- _Objetivo_:
Indica si las afirmaciones (a), (b) y (c) concuerdan con el texto sobre el calvario, respondiendo sí o no y citando textualmente las palabras del texto que lo deciden. (a) Las esculturas del calvario son casi de tamaño natural. (b) El autor dice saber mucho sobre la importancia que se daba en aquellos tiempos a estas cuestiones. (c) Los gestos de la madre de Jesús y del discípulo amado se describen como muy dramáticos.

- _Extracto del documento_:
• • •

Quizá sea una interpretación interesada o forzada, pero mientras me detenía ante este calvario, es lo que pensaba. Me he movido frente a él de un lado a otro, buscando ese punto en que confluían los gestos nada dramáticos de la madre de Jesús y del discípulo amado y era justo en el lugar en que el espectador queda enfrentado al sereno rostro de Jesús. Quizá quien talló estas esculturas –casi de tamaño natural- nunca pensó así, y todo obedece a posteriores ubicaciones de la escena, pero sinceramente me extrañaría que no fuera como apunto, y más sabiendo lo poco que sé sobre la importancia que concedían en aquellos tiempos a estas cuestiones. Y entonces, cobra muchísimo sentido la tercera estrofa del poema de Leo: “Hay días de versos libres / medidos con el aire, / con la urgencia del verbo / en punta de fusil, / que remiendan los pasos / en la onomatopeya / del viento en los sentidos.”. Nadie puede convencerme que mi interpretación es incorrecta. Porque como siempre ha sucedido en la historia, la obra de arte lo es cuando permite el diálogo con el espectador-lector-oyente. Y cada época tiene sus propias necesidades y sus propios pasos que interpretar.

• • •

- _Listado de datos_:

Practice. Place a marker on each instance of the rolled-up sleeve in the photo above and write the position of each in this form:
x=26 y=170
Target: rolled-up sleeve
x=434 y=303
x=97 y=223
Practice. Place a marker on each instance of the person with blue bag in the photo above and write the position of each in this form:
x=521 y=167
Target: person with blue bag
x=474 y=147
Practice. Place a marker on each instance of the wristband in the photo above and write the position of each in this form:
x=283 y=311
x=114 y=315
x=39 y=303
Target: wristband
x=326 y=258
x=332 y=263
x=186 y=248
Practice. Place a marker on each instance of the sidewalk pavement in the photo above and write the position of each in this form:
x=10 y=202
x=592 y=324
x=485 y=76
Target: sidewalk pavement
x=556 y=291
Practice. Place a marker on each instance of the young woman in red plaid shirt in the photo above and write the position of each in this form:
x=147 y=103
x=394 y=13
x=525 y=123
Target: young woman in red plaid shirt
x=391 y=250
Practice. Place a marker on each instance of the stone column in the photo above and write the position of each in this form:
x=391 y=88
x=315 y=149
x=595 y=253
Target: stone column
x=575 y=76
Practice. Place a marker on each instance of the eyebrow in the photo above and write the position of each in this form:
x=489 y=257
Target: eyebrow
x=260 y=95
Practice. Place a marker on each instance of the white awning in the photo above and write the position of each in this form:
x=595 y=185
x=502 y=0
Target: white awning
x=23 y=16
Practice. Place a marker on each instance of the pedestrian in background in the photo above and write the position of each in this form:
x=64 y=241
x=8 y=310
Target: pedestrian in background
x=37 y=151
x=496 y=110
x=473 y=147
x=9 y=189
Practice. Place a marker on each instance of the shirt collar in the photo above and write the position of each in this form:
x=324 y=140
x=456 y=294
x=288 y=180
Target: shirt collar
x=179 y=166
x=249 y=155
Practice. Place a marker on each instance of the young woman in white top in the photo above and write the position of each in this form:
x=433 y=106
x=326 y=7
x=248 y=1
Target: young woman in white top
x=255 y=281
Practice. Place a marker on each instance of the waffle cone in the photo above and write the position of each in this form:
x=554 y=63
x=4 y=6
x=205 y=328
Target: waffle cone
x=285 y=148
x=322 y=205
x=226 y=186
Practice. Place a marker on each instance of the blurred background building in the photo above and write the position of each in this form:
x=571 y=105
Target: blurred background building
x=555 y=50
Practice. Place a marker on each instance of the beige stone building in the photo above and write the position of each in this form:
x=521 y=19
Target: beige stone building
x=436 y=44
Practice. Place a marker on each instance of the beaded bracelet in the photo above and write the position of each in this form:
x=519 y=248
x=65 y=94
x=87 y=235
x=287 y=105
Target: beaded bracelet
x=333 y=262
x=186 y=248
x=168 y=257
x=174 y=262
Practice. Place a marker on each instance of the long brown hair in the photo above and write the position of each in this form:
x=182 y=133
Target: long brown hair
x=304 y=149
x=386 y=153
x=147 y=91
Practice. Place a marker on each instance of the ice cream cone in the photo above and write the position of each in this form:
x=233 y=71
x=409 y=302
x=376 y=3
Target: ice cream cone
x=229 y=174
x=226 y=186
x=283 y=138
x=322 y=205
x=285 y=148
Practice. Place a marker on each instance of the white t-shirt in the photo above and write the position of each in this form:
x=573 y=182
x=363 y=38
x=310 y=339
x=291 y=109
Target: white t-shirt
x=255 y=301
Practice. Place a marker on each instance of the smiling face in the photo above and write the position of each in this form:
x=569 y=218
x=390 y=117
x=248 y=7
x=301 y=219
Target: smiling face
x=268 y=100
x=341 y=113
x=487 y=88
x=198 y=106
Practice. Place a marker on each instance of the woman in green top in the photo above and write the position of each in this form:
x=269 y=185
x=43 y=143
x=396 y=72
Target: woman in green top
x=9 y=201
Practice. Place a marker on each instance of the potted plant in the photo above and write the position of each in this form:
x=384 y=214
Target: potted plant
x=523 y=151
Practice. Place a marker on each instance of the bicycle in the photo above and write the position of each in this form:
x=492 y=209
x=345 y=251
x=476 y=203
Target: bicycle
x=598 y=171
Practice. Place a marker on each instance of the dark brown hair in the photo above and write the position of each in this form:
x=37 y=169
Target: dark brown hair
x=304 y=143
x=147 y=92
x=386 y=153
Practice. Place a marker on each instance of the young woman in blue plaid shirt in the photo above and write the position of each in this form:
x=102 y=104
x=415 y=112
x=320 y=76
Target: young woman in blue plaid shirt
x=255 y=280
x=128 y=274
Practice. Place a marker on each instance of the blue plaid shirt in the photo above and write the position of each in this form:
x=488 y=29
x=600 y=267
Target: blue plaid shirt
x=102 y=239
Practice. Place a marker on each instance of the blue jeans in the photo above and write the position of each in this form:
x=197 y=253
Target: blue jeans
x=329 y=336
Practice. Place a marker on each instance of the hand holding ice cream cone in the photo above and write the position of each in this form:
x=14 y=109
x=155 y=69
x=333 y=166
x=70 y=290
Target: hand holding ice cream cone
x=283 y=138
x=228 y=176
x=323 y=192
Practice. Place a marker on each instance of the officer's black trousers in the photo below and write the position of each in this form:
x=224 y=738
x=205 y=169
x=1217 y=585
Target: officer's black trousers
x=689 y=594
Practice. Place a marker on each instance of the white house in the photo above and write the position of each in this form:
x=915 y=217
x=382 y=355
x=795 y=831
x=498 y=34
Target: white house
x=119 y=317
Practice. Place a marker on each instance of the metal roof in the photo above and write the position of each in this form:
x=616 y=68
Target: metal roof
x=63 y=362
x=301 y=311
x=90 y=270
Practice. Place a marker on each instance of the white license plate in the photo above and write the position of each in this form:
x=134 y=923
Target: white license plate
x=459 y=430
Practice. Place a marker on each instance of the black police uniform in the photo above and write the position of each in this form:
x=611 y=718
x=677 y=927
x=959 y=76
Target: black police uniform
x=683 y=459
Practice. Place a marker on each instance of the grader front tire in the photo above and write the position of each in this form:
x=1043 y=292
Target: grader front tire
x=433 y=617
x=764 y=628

• • •

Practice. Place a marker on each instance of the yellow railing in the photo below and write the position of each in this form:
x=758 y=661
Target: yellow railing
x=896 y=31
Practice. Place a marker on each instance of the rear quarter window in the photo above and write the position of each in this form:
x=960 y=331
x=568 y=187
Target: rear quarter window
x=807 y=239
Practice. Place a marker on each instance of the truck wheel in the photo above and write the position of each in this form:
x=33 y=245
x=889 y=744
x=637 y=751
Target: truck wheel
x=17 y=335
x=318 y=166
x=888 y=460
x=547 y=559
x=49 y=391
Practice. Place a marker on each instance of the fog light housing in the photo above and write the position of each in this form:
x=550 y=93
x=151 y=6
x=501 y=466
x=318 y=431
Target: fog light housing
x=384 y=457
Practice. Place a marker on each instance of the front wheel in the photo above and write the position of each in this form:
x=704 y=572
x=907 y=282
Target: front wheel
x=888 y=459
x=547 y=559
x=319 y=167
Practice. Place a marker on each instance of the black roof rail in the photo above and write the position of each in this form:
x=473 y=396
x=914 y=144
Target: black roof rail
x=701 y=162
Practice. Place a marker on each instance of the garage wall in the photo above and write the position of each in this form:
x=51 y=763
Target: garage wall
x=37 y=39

• • •

- _Resultado_:
(a) Sí: «casi de tamaño natural».
(b) No: «lo poco que sé sobre la importancia que concedían en aquellos tiempos a estas cuestiones».
(c) No: «los gestos nada dramáticos de la madre de Jesús y del discípulo amado».